> [ЦИТИРУЕМЫЙ ОТРЫВОК]
*-*-*

Все чаще я ходил с Саломеей по Москве. Печальным взглядом смотрела она на шагающих солдат, на озабоченных, торопливо снующих прохожих.
— Сколько боли, сколько горя теперь у людей! — говорила поэтесса. — Сыновья и отцы идут на фронт. И вернутся ли они? Никто не знает. Еще только первые недели войны… Когда смотришь на этих солдат, хочется быть среди них. Надо победить врага. Надо вернуться в родной край…
Я смотрел ей в глаза и видел, что Саломее нестерпимо больно. Она оставила домик в Палемонасе, рассталась с мужем, угодила в страшный вихрь войны, и никто не знает, куда унесет ее с сыном этот вихрь.
В первые же дни в Москве Саломея нашла тихий уголок в Постпредстве за не занятым никем столом. Она давала сыну бумагу и карандаш, которым он проворно чертил удивительно правильные круги и рисовал взрывающиеся бомбы и самолеты, сама же поэтесса что-то писала в блокноте. Это еще не были стихи. Ошеломляющий гром войны и людское горе еще не превратились в волнующие образы. Она делала то необходимое дело, которым были заняты и мы, — переводила для наших радиопередач сводки Совинформбюро, самые интересные статьи советских писателей из центральной печати, в том числе и статью Янки Купалы. Все чаще начали появляться в печати выступления Алексея Толстого, Николая Тихонова, Евгения Петрова, Ильи Эренбурга, Александра Корнейчука, Ванды Василевской и других видных советских писателей, стихи Алексея Суркова, Николая Тихонова, Константина Симонова, Веры Инбер, Ольги Берггольц и многих других поэтов. По радио передавали военные песни, и больше других будоражила всех «Священная война»:
Пусть ярость благородная
Вскипает, как волна, —
Идет война народная,
Священная война…
Прошло двенадцать дней, которые казались невероятно долгими. Первые дни, недели войны… Однажды утром вся Москва, вся страна, весь мир услышали голос, который ждали давно. Впервые во время войны выступил Сталин.

*-*-*

> [ИСХОДНЫЕ ДАННЫЕ]

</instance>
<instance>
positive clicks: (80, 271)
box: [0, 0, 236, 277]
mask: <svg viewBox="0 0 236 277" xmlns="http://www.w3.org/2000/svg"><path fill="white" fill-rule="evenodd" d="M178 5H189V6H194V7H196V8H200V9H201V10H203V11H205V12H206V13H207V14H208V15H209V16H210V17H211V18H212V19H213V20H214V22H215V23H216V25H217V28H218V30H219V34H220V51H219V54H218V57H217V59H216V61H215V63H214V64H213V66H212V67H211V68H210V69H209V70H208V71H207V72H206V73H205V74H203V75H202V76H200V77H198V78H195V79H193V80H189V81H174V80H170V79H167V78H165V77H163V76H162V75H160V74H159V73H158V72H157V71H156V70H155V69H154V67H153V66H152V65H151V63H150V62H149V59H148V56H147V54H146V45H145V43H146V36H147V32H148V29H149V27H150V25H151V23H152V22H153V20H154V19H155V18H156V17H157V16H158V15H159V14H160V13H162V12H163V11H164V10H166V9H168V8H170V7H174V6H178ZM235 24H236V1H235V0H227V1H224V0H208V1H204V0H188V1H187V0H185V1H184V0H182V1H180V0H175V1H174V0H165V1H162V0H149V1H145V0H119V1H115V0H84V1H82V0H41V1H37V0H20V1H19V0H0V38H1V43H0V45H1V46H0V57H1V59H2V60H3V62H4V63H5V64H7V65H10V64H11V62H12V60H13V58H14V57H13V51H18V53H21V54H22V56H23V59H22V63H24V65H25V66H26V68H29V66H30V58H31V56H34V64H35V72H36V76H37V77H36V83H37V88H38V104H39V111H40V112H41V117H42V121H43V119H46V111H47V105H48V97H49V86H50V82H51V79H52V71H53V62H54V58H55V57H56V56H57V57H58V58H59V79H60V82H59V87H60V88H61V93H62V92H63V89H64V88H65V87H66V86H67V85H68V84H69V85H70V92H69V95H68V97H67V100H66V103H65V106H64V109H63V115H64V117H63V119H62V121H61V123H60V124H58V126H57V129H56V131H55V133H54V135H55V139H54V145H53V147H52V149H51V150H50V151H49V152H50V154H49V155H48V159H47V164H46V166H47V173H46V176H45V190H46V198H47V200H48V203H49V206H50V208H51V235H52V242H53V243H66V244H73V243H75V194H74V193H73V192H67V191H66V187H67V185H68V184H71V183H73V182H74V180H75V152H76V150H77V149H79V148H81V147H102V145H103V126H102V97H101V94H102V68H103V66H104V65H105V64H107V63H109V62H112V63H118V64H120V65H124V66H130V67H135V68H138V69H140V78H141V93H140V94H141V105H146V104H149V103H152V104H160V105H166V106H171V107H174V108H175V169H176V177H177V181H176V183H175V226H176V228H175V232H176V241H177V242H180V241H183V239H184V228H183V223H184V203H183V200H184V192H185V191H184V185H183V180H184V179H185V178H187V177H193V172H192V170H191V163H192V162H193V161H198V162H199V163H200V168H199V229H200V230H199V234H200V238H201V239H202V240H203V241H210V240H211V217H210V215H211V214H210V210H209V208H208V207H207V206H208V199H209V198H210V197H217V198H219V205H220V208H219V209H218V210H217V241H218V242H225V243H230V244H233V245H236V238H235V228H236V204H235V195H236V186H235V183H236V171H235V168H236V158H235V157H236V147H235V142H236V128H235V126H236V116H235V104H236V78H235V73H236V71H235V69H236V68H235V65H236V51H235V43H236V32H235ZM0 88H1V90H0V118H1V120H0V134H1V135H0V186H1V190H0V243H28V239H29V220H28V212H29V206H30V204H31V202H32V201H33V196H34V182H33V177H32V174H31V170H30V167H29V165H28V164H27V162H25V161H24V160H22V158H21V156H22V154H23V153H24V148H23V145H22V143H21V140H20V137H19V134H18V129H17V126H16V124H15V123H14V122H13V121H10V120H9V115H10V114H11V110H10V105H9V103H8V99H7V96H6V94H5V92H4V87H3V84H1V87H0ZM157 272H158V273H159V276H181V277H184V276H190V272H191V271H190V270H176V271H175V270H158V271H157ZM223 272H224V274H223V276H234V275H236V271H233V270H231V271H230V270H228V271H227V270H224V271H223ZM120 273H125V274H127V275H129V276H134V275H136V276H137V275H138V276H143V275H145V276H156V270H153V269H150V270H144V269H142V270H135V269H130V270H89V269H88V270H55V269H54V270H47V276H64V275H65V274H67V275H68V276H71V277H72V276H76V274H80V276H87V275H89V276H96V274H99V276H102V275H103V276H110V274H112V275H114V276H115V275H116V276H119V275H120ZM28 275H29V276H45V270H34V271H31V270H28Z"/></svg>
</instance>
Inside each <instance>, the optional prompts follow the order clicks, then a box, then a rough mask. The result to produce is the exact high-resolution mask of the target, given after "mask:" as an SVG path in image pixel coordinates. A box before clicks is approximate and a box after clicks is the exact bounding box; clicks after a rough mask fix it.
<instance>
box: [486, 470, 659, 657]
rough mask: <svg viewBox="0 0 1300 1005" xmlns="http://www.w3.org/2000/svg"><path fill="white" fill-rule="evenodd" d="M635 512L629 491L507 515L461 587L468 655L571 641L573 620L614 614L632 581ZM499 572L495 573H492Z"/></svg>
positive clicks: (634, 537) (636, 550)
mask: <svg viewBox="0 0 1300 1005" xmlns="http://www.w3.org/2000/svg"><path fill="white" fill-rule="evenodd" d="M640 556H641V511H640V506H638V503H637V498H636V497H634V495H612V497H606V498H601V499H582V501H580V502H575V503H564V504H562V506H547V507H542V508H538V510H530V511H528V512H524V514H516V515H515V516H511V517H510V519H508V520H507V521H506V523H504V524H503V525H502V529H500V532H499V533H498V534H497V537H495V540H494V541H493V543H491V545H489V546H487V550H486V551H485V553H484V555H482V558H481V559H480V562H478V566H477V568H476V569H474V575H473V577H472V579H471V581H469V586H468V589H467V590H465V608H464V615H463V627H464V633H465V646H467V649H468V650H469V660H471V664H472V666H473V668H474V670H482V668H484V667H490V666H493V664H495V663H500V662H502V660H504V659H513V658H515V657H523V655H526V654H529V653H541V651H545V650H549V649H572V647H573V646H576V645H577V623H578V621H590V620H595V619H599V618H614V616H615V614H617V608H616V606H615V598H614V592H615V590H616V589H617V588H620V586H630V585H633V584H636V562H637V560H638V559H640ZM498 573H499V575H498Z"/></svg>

*-*-*

> [ЧТО СДЕЛАТЬ]
(A) Процитируйте целиком отрывок о прогулках с Саломеей по военной Москве, слово в слово и без единого изменения.
(B) Отфильтруйте записи и выпишите каждую строку, где встречается слово «positive».
Записи никак не связаны с отрывком.

> [РЕШЕНИЯ ЗАДАНИЙ]
(A)
Все чаще я ходил с Саломеей по Москве. Печальным взглядом смотрела она на шагающих солдат, на озабоченных, торопливо снующих прохожих.
— Сколько боли, сколько горя теперь у людей! — говорила поэтесса. — Сыновья и отцы идут на фронт. И вернутся ли они? Никто не знает. Еще только первые недели войны… Когда смотришь на этих солдат, хочется быть среди них. Надо победить врага. Надо вернуться в родной край…
Я смотрел ей в глаза и видел, что Саломее нестерпимо больно. Она оставила домик в Палемонасе, рассталась с мужем, угодила в страшный вихрь войны, и никто не знает, куда унесет ее с сыном этот вихрь.
В первые же дни в Москве Саломея нашла тихий уголок в Постпредстве за не занятым никем столом. Она давала сыну бумагу и карандаш, которым он проворно чертил удивительно правильные круги и рисовал взрывающиеся бомбы и самолеты, сама же поэтесса что-то писала в блокноте. Это еще не были стихи. Ошеломляющий гром войны и людское горе еще не превратились в волнующие образы. Она делала то необходимое дело, которым были заняты и мы, — переводила для наших радиопередач сводки Совинформбюро, самые интересные статьи советских писателей из центральной печати, в том числе и статью Янки Купалы. Все чаще начали появляться в печати выступления Алексея Толстого, Николая Тихонова, Евгения Петрова, Ильи Эренбурга, Александра Корнейчука, Ванды Василевской и других видных советских писателей, стихи Алексея Суркова, Николая Тихонова, Константина Симонова, Веры Инбер, Ольги Берггольц и многих других поэтов. По радио передавали военные песни, и больше других будоражила всех «Священная война»:
Пусть ярость благородная
Вскипает, как волна, —
Идет война народная,
Священная война…
Прошло двенадцать дней, которые казались невероятно долгими. Первые дни, недели войны… Однажды утром вся Москва, вся страна, весь мир услышали голос, который ждали давно. Впервые во время войны выступил Сталин.

(B)
positive clicks: (80, 271)
positive clicks: (634, 537) (636, 550)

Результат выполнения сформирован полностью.